== WHAT YOU ARE ASKED TO DO ==
Below are some entries; can you quote all of them exactly?

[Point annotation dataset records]
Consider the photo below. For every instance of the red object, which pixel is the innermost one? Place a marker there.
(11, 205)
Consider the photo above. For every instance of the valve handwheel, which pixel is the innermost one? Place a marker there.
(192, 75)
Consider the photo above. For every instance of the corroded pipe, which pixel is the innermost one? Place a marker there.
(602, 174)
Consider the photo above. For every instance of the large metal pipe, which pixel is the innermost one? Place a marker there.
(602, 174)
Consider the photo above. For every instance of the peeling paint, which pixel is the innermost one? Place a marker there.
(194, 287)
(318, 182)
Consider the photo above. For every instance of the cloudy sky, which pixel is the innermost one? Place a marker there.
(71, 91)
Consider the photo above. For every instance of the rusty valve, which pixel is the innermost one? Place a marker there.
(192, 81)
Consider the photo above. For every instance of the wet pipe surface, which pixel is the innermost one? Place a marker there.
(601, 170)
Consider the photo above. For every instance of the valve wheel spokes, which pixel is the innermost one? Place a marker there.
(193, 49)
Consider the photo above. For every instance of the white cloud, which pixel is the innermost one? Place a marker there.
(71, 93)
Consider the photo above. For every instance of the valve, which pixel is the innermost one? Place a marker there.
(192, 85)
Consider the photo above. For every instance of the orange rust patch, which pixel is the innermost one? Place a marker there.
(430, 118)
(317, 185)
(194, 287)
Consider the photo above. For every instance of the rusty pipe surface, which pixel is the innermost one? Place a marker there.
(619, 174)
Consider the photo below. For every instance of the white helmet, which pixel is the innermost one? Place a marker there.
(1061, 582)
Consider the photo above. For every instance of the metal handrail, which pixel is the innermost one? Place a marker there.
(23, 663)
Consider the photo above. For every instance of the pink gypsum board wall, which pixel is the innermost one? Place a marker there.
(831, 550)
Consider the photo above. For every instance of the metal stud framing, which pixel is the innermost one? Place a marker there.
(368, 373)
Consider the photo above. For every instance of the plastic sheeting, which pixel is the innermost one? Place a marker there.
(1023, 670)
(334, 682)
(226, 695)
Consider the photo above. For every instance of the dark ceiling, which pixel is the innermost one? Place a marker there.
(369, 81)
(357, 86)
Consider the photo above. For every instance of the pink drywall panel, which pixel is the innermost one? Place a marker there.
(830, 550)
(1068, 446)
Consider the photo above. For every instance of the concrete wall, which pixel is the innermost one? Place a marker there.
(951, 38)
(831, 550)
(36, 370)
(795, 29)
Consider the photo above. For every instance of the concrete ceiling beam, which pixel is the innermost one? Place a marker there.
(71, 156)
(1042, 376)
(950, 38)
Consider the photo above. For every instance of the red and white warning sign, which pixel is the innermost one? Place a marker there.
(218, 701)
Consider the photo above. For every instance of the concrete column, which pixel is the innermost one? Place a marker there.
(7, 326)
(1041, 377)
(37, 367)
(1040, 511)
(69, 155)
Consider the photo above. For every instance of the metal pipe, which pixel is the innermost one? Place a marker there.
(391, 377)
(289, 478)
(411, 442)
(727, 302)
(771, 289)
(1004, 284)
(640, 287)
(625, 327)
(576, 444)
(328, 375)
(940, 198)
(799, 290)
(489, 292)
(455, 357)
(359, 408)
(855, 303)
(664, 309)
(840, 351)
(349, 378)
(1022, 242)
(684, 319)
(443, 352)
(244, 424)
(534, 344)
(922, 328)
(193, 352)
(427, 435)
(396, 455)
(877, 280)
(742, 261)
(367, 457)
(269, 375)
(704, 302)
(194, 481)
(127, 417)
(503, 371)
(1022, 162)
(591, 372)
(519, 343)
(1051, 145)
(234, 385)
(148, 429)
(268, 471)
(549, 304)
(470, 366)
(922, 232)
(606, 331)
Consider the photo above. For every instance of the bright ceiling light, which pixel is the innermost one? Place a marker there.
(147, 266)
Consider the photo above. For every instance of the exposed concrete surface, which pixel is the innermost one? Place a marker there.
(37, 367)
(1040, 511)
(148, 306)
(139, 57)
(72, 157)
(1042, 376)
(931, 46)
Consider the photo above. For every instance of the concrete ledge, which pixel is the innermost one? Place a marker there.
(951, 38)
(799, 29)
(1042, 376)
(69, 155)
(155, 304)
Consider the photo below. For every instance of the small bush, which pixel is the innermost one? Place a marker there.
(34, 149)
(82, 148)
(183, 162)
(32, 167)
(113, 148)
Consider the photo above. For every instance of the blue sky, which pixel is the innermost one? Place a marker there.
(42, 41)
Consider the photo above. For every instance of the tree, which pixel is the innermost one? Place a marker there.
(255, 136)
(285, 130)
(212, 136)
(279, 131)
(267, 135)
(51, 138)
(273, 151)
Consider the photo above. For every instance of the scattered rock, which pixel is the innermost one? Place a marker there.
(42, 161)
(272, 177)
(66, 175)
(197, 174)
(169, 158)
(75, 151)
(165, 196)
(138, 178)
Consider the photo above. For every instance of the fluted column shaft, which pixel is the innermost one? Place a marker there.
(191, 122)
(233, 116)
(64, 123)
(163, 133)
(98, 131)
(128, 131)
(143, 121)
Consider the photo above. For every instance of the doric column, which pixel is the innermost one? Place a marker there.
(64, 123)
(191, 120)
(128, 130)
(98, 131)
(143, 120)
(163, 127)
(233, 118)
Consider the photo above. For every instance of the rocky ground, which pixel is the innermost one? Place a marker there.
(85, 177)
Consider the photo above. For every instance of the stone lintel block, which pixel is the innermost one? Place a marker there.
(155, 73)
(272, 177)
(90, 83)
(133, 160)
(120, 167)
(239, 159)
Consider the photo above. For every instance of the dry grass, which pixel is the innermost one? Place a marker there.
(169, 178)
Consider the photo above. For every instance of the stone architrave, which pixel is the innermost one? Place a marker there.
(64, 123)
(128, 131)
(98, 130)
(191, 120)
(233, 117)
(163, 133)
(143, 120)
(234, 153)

== ANSWER TO THE EXERCISE ==
Consider the photo below. For every instance of the red object, which pixel is the innermost one? Place a marker there.
(11, 205)
Consider the photo above. For every instance of the valve handwheel, which pixel is the innermost one? Place a marker there.
(192, 75)
Consider the photo above. For every instance of the corroded pipe, which pixel is the innermost one? Place a marker there.
(602, 174)
Consider the photo above. For every instance of the large metal pipe, which pixel is the innermost one? Place a marker there.
(602, 174)
Consider the photo above. For every instance of the peeling paint, which pixel is the innermost one? Place a marker there.
(194, 287)
(318, 182)
Consider the photo above. For every instance of the cloudy sky, which pixel is the innermost one? Place a marker there.
(71, 91)
Consider the photo above. For every instance of the rusty valve, which pixel is the innermost one? Place a marker there.
(192, 81)
Consider the photo above. For every instance of the wet pipe surface, which pixel is the innermost one? Place a marker there.
(601, 170)
Consider the photo above. For every instance of the valve wheel spokes, which pixel is the innermost one? Place a marker there.
(193, 49)
Consider the photo above. For every instance of the white cloud, which pixel is the innermost one? Place a marker there.
(71, 93)
Consider the photo above. For every instance of the valve, which pixel is the innermost one? Place a marker there.
(192, 85)
Consider the photo above. For every instance of the orange rust patch, which pixel is the innermost one? Place a marker there.
(430, 118)
(317, 185)
(194, 287)
Consider the photo above. For every instance of the rusty pipe surface, which pixel is the innermost one? Place a marker there.
(619, 174)
Consider the photo below. For every instance of the white helmet, which pixel is the innermost one? Place a marker there.
(1061, 582)
Consider the photo above. For every instance of the metal handrail, which pixel is the innermost one? Place a marker there.
(23, 663)
Consider the photo above. For every instance of the pink gypsum board wall, which pixel is the innermost one? Place a marker there.
(831, 550)
Consider the photo above. For every instance of the metal stud framing, which pixel is the innermost one? Place a marker there.
(368, 373)
Consider the photo above. For every instance of the plastic sheeting, which pixel is the innermost one? Place a marker there.
(1023, 670)
(334, 682)
(226, 695)
Consider the photo above. For every instance of the dark ceiling, which pixel is the innermost one? Place a marker there.
(369, 81)
(357, 86)
Consider the photo above. For every instance of the pink drywall panel, which pixel is the innermost one? Place a marker there.
(830, 550)
(1068, 446)
Consider the photo above. For every instance of the concrete wall, which pixel is the innermost one? Place a marker there.
(951, 38)
(831, 550)
(36, 370)
(795, 29)
Consider the photo above. For every instance of the concrete ceiling beam, which pixel is the innermost one? Place a marker there.
(71, 156)
(1042, 376)
(950, 38)
Consider the photo above. For every instance of the red and white warning sign, which pixel is the innermost one? Place a marker there.
(218, 701)
Consider the photo above. For every instance of the concrete column, which pixel is the innermost one? Place a marker there.
(7, 326)
(1041, 377)
(37, 367)
(1040, 511)
(69, 155)
Consider the photo above. For every instance of the metal pipe, which pixel is the innermost one? Place a marker there.
(391, 377)
(289, 478)
(411, 442)
(727, 302)
(771, 289)
(1004, 284)
(640, 287)
(625, 327)
(576, 444)
(328, 375)
(940, 198)
(799, 290)
(489, 292)
(455, 357)
(359, 408)
(855, 303)
(664, 309)
(840, 351)
(349, 378)
(1022, 242)
(684, 319)
(443, 352)
(244, 424)
(534, 344)
(922, 328)
(193, 352)
(427, 435)
(396, 455)
(877, 280)
(742, 261)
(367, 457)
(269, 375)
(704, 302)
(194, 481)
(127, 417)
(503, 371)
(1022, 162)
(591, 372)
(519, 343)
(1051, 145)
(234, 385)
(148, 429)
(268, 471)
(549, 304)
(470, 366)
(922, 232)
(606, 331)
Consider the photo above. For every instance of the bright ceiling light, which pixel is the innermost one? Place a marker there.
(147, 266)
Consider the photo above. For every instance of the exposed concrete surface, which pixel is the innermost one? Place a marker there.
(37, 367)
(1040, 511)
(148, 306)
(139, 57)
(72, 157)
(1042, 376)
(931, 46)
Consider the photo above. For every instance of the concrete ledge, which pixel is the innermost one? Place a marker there.
(951, 38)
(799, 29)
(1042, 376)
(69, 155)
(155, 304)
Consider the photo below. For every instance of the small bush, which pixel is the innermost one? Place a marker there.
(34, 149)
(82, 148)
(183, 162)
(32, 167)
(113, 148)
Consider the photo above. For every instance of the blue sky, which pixel is the innermost one? Place a marker there.
(42, 41)
Consider the photo above. For every instance of the tree, which pixel is the innermost one? Place a marker there.
(255, 136)
(285, 130)
(212, 136)
(279, 131)
(267, 135)
(51, 138)
(273, 151)
Consider the photo above. For every instance of the scattered rock, which pixel is the innermost one? Place a marker there.
(42, 161)
(272, 177)
(66, 175)
(197, 174)
(169, 158)
(75, 151)
(165, 196)
(138, 178)
Consider the photo above. For every instance of the fluted column shaft, which pixel is the innermost one? Place a marker there.
(191, 122)
(233, 116)
(64, 123)
(163, 133)
(98, 131)
(128, 131)
(143, 121)
Consider the photo above. For every instance of the doric column, which pixel is the innermost one? Place a marker there.
(64, 123)
(191, 120)
(128, 130)
(98, 131)
(143, 120)
(163, 127)
(233, 118)
Consider the photo above. For every instance of the rocky ground, which pixel is the innermost one? Place a marker there.
(85, 177)
Consider the photo above. For every instance of the stone lintel block, which pixel is the innermost one? Place a marker there.
(155, 73)
(272, 177)
(90, 83)
(133, 160)
(120, 167)
(239, 159)
Consider the photo above. For every instance of the dry grass, which pixel is the innermost one? Place a marker there.
(169, 178)
Consider the photo above. For every instance of the stone architrave, which pixel is the innermost one? Place a marker there.
(64, 123)
(128, 131)
(98, 130)
(191, 120)
(233, 117)
(163, 133)
(143, 120)
(234, 153)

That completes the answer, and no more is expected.